→ **Source document**
--- Start ---
Changes nothing... Cop is still a scumbag for handling like he did. He should have gave her the ticket/warning and went in with his day. Instead he got his feelings hurt that she didn't bow to him like most do and escalated the situation from there. It's that simple. If you can't see that then you're either stupid or just choosing not to.

Changing lanes without a blinker is worthy of the gas chamber
 
What does that have to do with what I said?

Absolutely nothing.


I just needed to say it, and you were the lucky one.
:)


I suspected drugs with her previous attempts at taking her own life. I've seen it before.
It's a dangerous mixture. Much like alcohol.
 
Absolutely nothing.


I just needed to say it, and you were the lucky one.
:)


I suspected drugs with her previous attempts at taking her own life. I've seen it before.
It's a dangerous mixture. Much like alcohol.

I thinks it's pretty far out there to believe there was foul play involved, considering what is currently known.
 
Autopsy of Sandra Bland Finds Injuries Consistent With Suicide, Prosecutor Says

An autopsy of Sandra Bland, who died in a Texas jail cell three days after a minor traffic stop, showed injuries that were consistent with suicide, and not with someone else having killed her, a prosecutor said Thursday.
--- End ---
Write the next part of the forum thread about the Sandra Bland traffic stop, starting after its final line.

(Image entries on named regions)
--- Start ---
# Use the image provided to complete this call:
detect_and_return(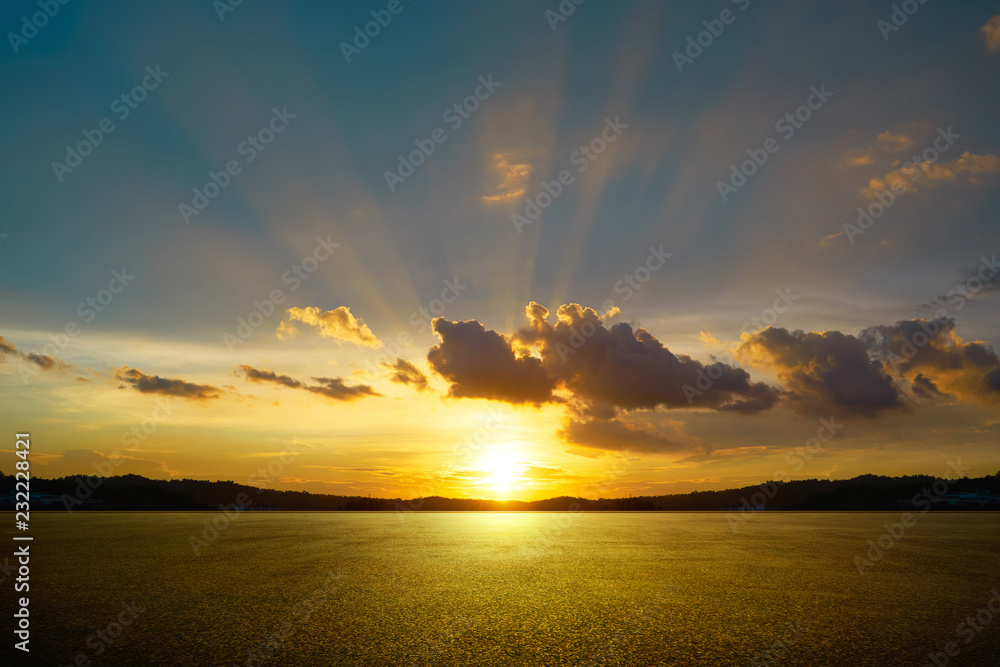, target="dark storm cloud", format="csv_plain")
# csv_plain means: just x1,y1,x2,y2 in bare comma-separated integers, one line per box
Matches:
735,327,903,417
861,318,1000,402
303,378,382,401
515,303,778,413
240,364,382,401
115,366,222,400
240,364,302,389
427,317,556,405
911,373,941,398
0,336,68,371
427,302,778,418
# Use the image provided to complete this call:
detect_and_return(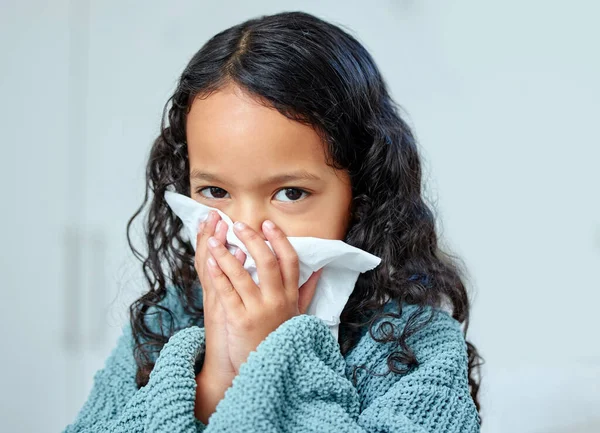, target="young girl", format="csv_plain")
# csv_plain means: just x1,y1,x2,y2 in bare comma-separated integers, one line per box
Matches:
66,12,480,433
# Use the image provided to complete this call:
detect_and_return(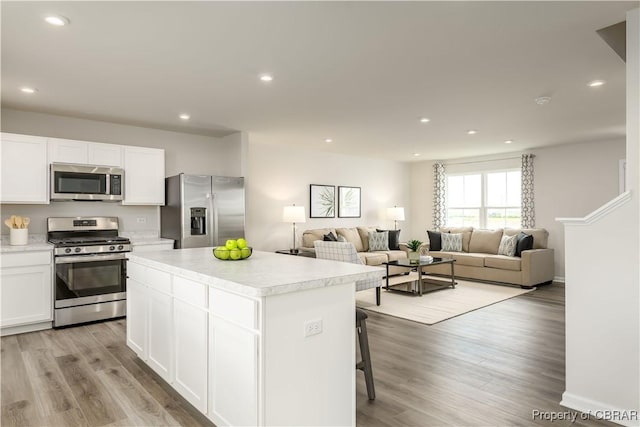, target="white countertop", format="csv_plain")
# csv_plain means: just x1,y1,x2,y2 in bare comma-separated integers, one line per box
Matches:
0,234,53,254
128,248,385,297
130,237,173,246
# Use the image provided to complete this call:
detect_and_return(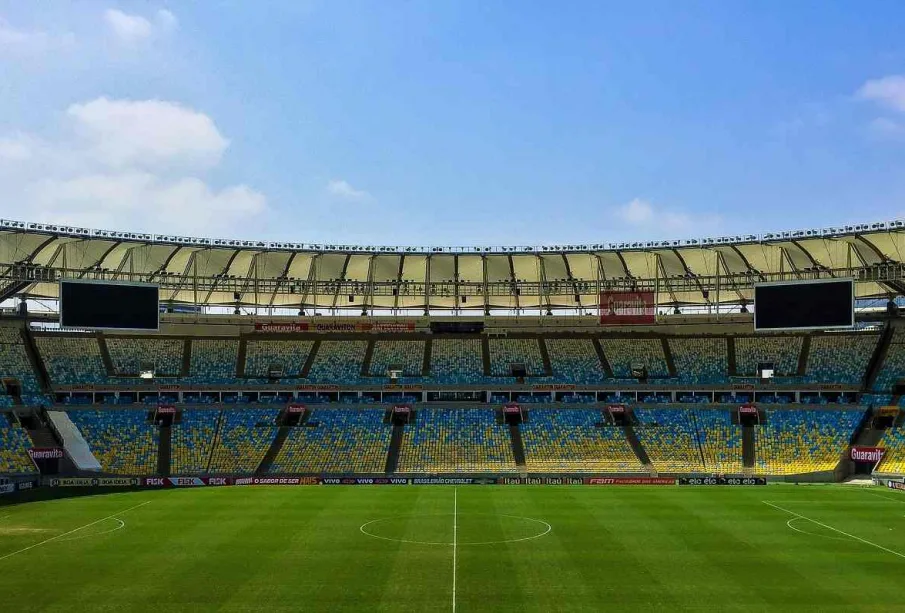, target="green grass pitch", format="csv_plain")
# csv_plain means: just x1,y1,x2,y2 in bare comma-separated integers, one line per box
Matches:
0,485,905,613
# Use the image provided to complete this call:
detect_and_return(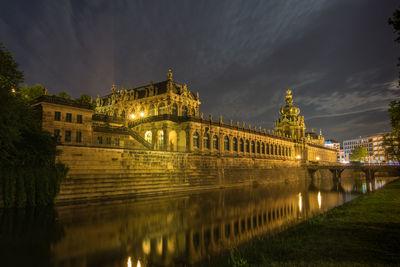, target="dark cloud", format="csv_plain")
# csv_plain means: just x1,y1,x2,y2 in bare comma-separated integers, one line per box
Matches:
0,0,400,140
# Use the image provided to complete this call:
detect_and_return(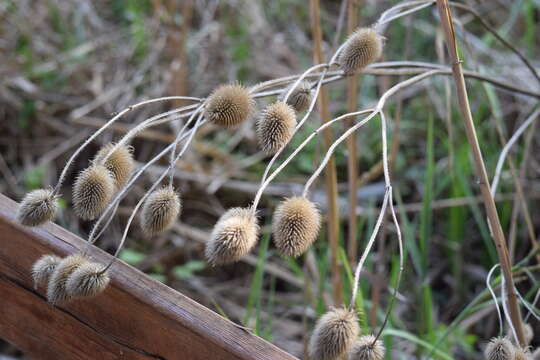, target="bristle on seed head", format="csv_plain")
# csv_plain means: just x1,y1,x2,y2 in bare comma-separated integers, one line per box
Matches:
141,186,182,236
66,262,110,298
349,335,385,360
94,143,135,189
309,308,359,360
32,255,62,288
204,84,254,127
73,164,114,220
257,101,296,155
272,197,321,257
205,208,259,266
47,254,88,305
17,189,58,226
338,28,383,74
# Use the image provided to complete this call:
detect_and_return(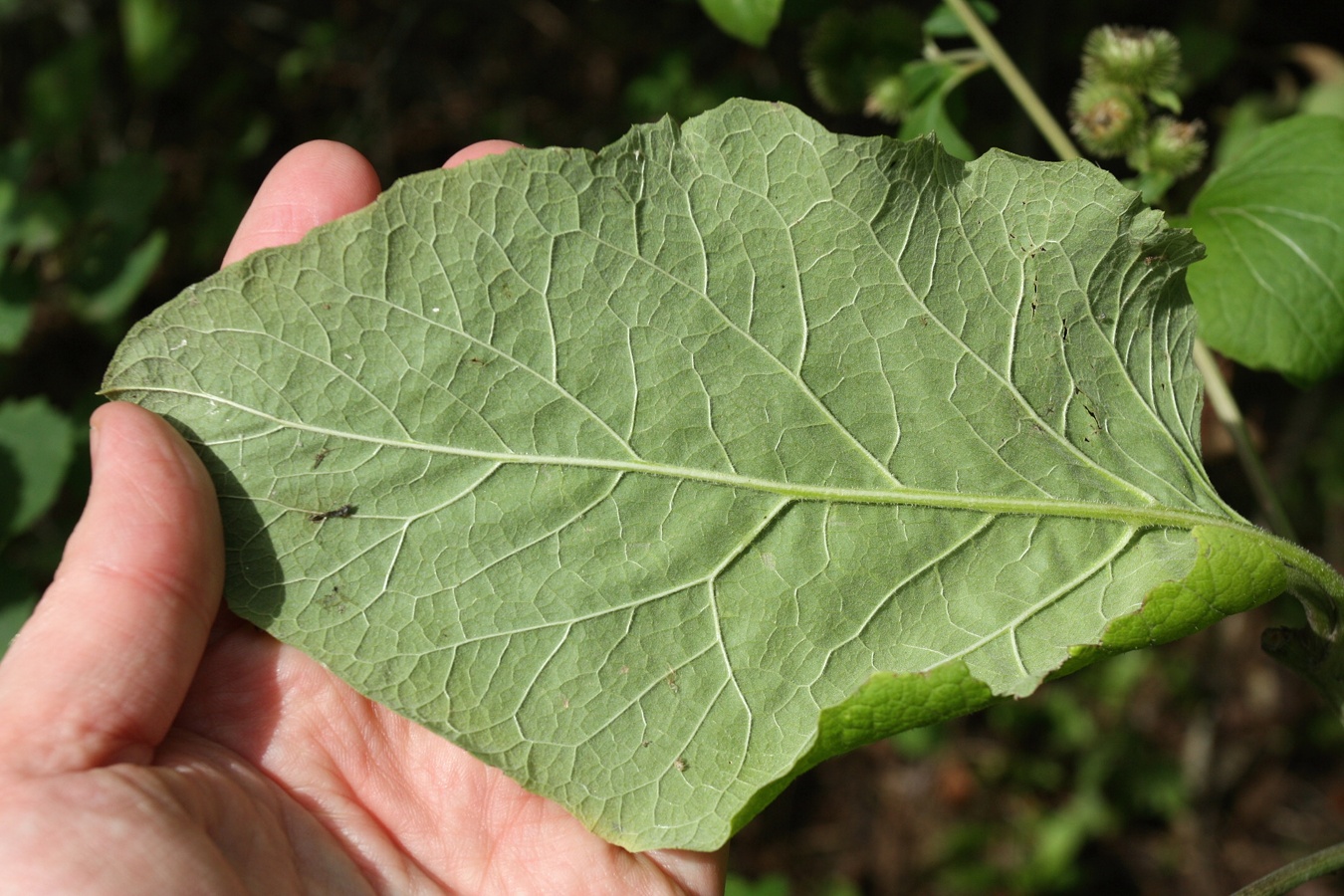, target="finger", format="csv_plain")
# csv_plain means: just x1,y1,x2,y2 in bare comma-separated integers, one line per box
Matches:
--- End ---
→ **Response to this task**
Ms. Bland had as many as 30 cuts on her left forearm, some recently healed and scarred, and others scabbed, indicating that they were two to four weeks old, he said, and were consistent with being self-infliected.


Preliminary testing showed marijuana in her system, but he said the results of a more accurate test were still pending.

http://www.nytimes.com/2015/07/24/u...istent-with-suicide-prosecutor-says.html?_r=0

marijuana..now we know we know why she didn't want to get out of the car

All that means is she smoked within the last 45 days. They searched her car. If they had found pot in her car they would have released that immediately.

In other words, that has nothing to do with the traffic stop.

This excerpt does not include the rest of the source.